▶ **Data for review**
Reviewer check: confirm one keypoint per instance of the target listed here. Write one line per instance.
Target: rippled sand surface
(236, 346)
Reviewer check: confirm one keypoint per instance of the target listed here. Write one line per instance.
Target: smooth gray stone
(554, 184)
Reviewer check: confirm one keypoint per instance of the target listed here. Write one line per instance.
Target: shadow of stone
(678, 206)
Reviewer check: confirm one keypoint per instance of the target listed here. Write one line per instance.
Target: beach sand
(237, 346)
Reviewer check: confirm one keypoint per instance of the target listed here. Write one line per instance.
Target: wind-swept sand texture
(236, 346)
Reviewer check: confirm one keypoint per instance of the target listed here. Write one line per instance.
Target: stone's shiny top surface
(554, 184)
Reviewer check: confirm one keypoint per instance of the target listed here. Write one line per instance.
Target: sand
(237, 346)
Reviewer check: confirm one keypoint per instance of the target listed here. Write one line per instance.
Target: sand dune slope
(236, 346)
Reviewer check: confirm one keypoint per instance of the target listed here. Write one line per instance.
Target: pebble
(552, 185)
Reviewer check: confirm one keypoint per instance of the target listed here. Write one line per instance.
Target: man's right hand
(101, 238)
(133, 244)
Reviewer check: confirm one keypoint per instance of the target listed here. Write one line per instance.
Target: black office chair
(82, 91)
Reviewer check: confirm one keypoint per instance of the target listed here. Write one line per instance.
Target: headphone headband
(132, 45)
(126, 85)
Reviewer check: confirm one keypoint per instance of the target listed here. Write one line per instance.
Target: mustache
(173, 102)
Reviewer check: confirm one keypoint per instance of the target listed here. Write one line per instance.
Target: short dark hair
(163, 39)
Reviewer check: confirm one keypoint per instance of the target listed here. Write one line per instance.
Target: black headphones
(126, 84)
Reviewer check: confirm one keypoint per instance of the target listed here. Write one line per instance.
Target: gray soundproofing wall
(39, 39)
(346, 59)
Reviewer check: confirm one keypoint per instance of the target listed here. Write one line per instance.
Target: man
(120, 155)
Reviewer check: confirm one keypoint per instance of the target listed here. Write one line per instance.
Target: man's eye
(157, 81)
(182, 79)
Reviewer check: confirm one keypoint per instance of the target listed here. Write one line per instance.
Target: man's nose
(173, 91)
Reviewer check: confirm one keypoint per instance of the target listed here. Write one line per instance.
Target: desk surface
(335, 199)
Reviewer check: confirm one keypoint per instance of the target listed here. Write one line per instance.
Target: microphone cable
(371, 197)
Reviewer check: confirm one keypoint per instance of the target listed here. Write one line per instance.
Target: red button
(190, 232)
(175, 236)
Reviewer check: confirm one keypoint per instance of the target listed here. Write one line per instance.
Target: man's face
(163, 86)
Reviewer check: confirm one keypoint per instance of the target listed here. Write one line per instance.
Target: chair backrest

▶ **Work request**
Give back all of the records exactly as they were provided above.

▶ **Task output**
Reviewer check: confirm one keypoint per instance of the target listed here. Write one line per instance.
Target: rippled sand surface
(236, 346)
Reviewer check: confirm one keypoint per instance of the target listed here. Write one line per instance.
Target: smooth gray stone
(554, 184)
Reviewer check: confirm one keypoint per instance of the target listed here. Write one line per instance.
Target: shadow of stone
(678, 206)
Reviewer check: confirm one keypoint per instance of the target listed here. Write one line per instance.
Target: beach sand
(237, 346)
Reviewer check: confirm one keypoint per instance of the target listed here. Write one line per instance.
Target: wind-swept sand texture
(236, 346)
Reviewer check: confirm one keypoint per instance of the target listed here. Write one line per instance.
Target: stone's shiny top surface
(554, 184)
Reviewer check: confirm one keypoint per instance of the target listed here. Write one line per instance.
Target: sand
(237, 346)
Reviewer check: confirm one keypoint per instance of the target listed here. Write one line per instance.
Target: sand dune slope
(236, 346)
Reviewer check: confirm one keypoint per instance of the target listed here. Write one line per instance.
Target: pebble
(552, 185)
Reviewer check: confirm one keypoint per instance of the target listed here. Write one line per instance.
Target: man's right hand
(101, 238)
(133, 244)
Reviewer check: confirm one keypoint per instance of the target listed here. Write one line per instance.
Target: black office chair
(82, 91)
Reviewer check: confirm one keypoint per instance of the target listed here. Write one line per instance.
Target: headphone headband
(132, 45)
(126, 85)
Reviewer check: confirm one keypoint per instance of the target listed here. Write one line per instance.
Target: mustache
(173, 102)
Reviewer check: confirm one keypoint per instance of the target listed here. Write one line per instance.
Target: short dark hair
(163, 39)
Reviewer check: confirm one keypoint per instance of the target listed here. Write one line per instance.
Target: black headphones
(126, 84)
Reviewer check: confirm one keypoint per instance of the target listed here. Write one line per instance.
Target: gray soundproofing wall
(39, 39)
(346, 59)
Reviewer check: confirm one keypoint per instance of the target listed here. Write one line per instance.
Target: man
(120, 155)
Reviewer check: confirm one keypoint per instance of the target listed here. Write one line per instance.
Target: man's eye
(157, 81)
(182, 79)
Reviewer check: confirm one keypoint per instance of the target listed here. Write one line per instance.
Target: man's nose
(173, 91)
Reviewer check: confirm one keypoint per instance of the target listed here. Write one line per instance.
Target: desk surface
(335, 199)
Reviewer check: confirm one keypoint per instance of the target listed here. Write one line per instance.
Target: microphone cable
(371, 197)
Reviewer check: confirm one keypoint per instance of the target listed here. Write one line per instance.
Target: red button
(190, 232)
(175, 236)
Reviewer check: confirm one keypoint per instance of the target listed here. Write one line per instance.
Target: man's face
(163, 86)
Reviewer check: confirm one keypoint per instance of the target listed here. Write one line per instance.
Target: chair backrest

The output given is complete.